### GIVEN TASK
Reproduce each line, exactly, from the one containing "find face mask" through the end of the material. Exclude pictures.

### RECORD EXCERPTS
....

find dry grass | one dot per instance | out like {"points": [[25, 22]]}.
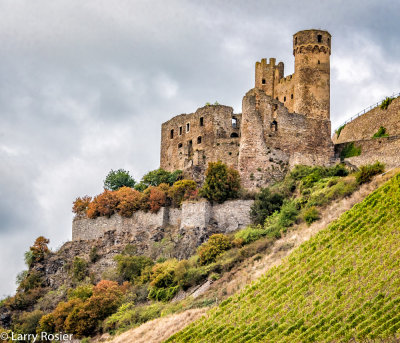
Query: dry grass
{"points": [[160, 329]]}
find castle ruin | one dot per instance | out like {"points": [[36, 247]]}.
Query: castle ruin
{"points": [[284, 121]]}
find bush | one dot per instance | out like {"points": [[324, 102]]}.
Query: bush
{"points": [[157, 198], [117, 179], [181, 190], [265, 204], [129, 201], [380, 133], [221, 183], [80, 205], [131, 267], [385, 103], [310, 215], [159, 176], [366, 172], [79, 269], [350, 150], [250, 234], [214, 247]]}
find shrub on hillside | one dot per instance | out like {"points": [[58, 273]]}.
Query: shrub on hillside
{"points": [[80, 205], [181, 190], [265, 204], [129, 201], [104, 204], [221, 183], [117, 179], [215, 246], [130, 267], [310, 215], [366, 172], [350, 150], [380, 133]]}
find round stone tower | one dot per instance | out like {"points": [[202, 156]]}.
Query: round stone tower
{"points": [[311, 50]]}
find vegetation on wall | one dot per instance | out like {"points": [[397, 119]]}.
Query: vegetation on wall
{"points": [[350, 150], [340, 286]]}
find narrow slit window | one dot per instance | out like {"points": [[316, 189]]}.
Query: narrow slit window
{"points": [[234, 123]]}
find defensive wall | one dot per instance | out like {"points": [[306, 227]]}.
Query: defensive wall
{"points": [[146, 226]]}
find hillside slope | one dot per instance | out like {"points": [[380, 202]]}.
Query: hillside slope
{"points": [[342, 284]]}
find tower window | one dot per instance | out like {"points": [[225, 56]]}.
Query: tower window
{"points": [[234, 123]]}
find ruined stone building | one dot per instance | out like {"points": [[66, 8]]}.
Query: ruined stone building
{"points": [[284, 121]]}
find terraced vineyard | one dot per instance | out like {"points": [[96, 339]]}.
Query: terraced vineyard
{"points": [[342, 285]]}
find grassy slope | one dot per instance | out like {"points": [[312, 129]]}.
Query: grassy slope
{"points": [[342, 283]]}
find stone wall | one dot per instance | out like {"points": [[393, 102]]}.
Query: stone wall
{"points": [[365, 126], [385, 149], [225, 217]]}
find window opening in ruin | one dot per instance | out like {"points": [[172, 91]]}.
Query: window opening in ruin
{"points": [[234, 123]]}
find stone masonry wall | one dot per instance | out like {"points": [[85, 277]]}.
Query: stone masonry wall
{"points": [[365, 126], [385, 149], [225, 217]]}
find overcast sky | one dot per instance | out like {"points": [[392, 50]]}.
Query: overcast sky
{"points": [[85, 86]]}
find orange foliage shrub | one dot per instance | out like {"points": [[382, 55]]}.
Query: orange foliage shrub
{"points": [[130, 200], [104, 204], [80, 205]]}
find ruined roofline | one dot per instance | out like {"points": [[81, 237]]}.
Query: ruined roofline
{"points": [[198, 111]]}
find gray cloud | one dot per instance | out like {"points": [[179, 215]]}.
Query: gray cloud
{"points": [[84, 88]]}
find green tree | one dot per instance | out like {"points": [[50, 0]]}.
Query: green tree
{"points": [[221, 182], [117, 179], [265, 204]]}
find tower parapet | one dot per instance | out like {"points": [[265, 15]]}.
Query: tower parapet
{"points": [[312, 49]]}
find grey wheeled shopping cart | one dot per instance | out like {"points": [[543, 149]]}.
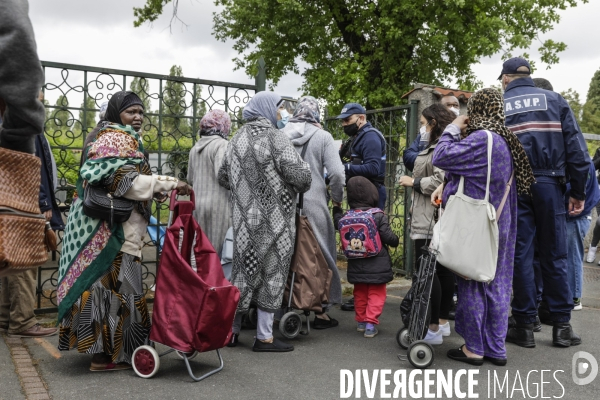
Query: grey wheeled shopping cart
{"points": [[419, 353]]}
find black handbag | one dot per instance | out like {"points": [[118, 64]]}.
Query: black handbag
{"points": [[99, 203]]}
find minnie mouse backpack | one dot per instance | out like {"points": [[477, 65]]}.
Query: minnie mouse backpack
{"points": [[359, 233]]}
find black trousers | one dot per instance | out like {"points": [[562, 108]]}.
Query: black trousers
{"points": [[442, 290]]}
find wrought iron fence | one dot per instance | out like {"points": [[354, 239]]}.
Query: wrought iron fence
{"points": [[174, 106], [399, 127]]}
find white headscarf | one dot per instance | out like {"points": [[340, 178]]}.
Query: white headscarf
{"points": [[263, 104]]}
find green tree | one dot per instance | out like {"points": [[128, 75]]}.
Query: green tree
{"points": [[591, 109], [61, 119], [574, 101], [141, 87], [373, 51], [174, 105], [200, 108], [90, 116]]}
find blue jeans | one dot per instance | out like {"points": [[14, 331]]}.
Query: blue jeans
{"points": [[576, 231]]}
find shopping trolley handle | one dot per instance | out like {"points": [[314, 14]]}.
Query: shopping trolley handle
{"points": [[173, 200]]}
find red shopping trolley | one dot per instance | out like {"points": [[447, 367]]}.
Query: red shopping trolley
{"points": [[194, 305]]}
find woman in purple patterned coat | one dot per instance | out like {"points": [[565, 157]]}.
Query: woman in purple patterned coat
{"points": [[482, 309]]}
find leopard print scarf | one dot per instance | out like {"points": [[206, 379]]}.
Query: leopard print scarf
{"points": [[486, 112]]}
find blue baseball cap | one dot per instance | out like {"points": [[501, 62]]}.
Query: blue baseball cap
{"points": [[351, 109], [510, 67]]}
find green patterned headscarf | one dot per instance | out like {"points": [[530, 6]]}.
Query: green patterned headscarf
{"points": [[89, 245]]}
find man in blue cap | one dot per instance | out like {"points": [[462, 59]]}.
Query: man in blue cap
{"points": [[546, 126], [367, 153]]}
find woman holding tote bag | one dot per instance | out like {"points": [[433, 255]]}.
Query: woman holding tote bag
{"points": [[462, 151]]}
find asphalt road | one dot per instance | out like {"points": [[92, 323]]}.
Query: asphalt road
{"points": [[312, 370]]}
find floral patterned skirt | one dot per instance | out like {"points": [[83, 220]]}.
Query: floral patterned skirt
{"points": [[111, 317]]}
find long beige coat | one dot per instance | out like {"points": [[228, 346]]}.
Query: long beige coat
{"points": [[421, 211]]}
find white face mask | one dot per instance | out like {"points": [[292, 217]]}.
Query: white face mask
{"points": [[424, 134]]}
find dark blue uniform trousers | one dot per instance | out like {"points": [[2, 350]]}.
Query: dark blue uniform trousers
{"points": [[542, 219], [382, 196]]}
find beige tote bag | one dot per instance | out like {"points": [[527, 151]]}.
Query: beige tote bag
{"points": [[466, 236]]}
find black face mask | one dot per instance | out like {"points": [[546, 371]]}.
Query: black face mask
{"points": [[351, 129]]}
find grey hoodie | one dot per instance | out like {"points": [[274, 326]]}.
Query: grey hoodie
{"points": [[21, 78], [322, 155], [213, 207]]}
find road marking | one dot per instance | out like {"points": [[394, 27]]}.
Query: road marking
{"points": [[53, 351], [396, 297]]}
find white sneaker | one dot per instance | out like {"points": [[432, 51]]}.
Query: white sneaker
{"points": [[434, 338], [591, 254], [445, 329]]}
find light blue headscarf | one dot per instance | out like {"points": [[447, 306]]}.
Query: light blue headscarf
{"points": [[263, 104]]}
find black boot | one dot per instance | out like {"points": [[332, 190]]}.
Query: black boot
{"points": [[537, 325], [521, 335], [349, 305], [564, 336]]}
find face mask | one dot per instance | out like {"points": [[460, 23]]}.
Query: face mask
{"points": [[424, 134], [285, 117], [351, 129]]}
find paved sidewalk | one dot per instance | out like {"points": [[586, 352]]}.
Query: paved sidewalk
{"points": [[312, 371]]}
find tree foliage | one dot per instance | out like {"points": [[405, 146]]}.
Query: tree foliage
{"points": [[87, 118], [591, 108], [373, 51], [174, 105], [141, 87], [574, 101]]}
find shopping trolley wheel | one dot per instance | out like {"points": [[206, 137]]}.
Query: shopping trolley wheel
{"points": [[252, 318], [190, 356], [402, 338], [145, 361], [290, 325], [420, 354]]}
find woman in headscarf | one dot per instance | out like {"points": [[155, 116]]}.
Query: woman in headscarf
{"points": [[306, 133], [482, 309], [264, 173], [213, 209], [101, 306]]}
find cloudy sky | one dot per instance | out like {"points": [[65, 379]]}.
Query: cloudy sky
{"points": [[101, 33]]}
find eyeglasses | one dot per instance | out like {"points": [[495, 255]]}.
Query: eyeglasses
{"points": [[347, 119]]}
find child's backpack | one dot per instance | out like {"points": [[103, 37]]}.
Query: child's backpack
{"points": [[359, 233]]}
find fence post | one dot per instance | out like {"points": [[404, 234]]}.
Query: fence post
{"points": [[261, 77], [411, 134]]}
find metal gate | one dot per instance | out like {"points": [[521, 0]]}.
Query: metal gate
{"points": [[399, 126], [174, 106]]}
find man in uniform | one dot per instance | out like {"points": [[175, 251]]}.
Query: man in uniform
{"points": [[546, 126], [368, 148], [366, 154]]}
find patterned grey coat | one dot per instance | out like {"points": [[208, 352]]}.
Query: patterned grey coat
{"points": [[264, 173]]}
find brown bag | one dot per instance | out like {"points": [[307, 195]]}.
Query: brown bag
{"points": [[312, 276], [22, 225]]}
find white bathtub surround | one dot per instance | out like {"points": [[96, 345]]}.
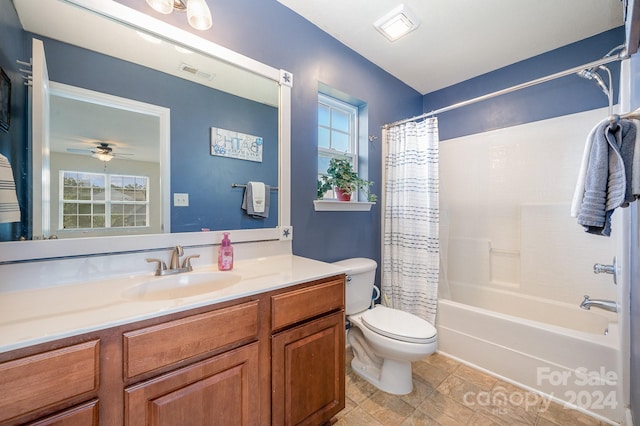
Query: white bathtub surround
{"points": [[519, 265], [411, 234], [509, 211]]}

....

### RESULT
find face mask | one dot per instance | out like {"points": [[460, 23]]}.
Query: face mask
{"points": [[424, 134], [285, 117], [351, 129]]}
find paved sidewalk | one dot per instance | out like {"points": [[586, 352]]}.
Query: paved sidewalk
{"points": [[312, 371]]}
find tree foliage | one dot per instance | out like {"points": [[405, 146]]}.
Query: tree foliage
{"points": [[87, 118], [591, 108], [373, 51], [174, 105], [141, 87], [574, 101]]}
find shopping trolley wheel | one dot per instance | out like {"points": [[206, 137]]}.
Query: shopping trolley wheel
{"points": [[252, 318], [190, 356], [402, 338], [145, 361], [290, 325], [420, 354]]}
find woman in headscarf | one dot per instance | out like {"points": [[155, 116]]}.
Query: woman in headscarf
{"points": [[306, 133], [482, 309], [264, 173], [213, 209], [101, 306]]}
find cloudy sky | one dot per instance | out like {"points": [[65, 379]]}.
Query: cloudy sky
{"points": [[101, 33]]}
find eyeglasses | one dot per instance | out like {"points": [[495, 255]]}.
Query: eyeglasses
{"points": [[347, 119]]}
find child's backpack | one dot per instance | out like {"points": [[103, 37]]}.
Query: child's backpack
{"points": [[359, 233]]}
find fence post | one dot per instance | out like {"points": [[404, 234]]}.
Query: fence post
{"points": [[261, 77], [411, 134]]}
find metal gate | one dot per instance | out like {"points": [[521, 0]]}.
Query: metal gate
{"points": [[399, 126], [174, 106]]}
find man in uniform | one dot per instance | out like {"points": [[175, 251]]}.
Query: man in uniform
{"points": [[546, 126], [368, 148], [366, 154]]}
find patterned grey coat | one dot per instance | out like {"points": [[208, 352]]}.
Query: patterned grey coat
{"points": [[264, 173]]}
find brown bag | one dot per instance | out like {"points": [[307, 195]]}.
Query: brown bag
{"points": [[312, 276], [22, 225]]}
find white bathtub surround | one dot per instance | out like {"points": [[96, 345]]}.
Query: white bathtub surround
{"points": [[519, 265], [411, 234], [509, 211]]}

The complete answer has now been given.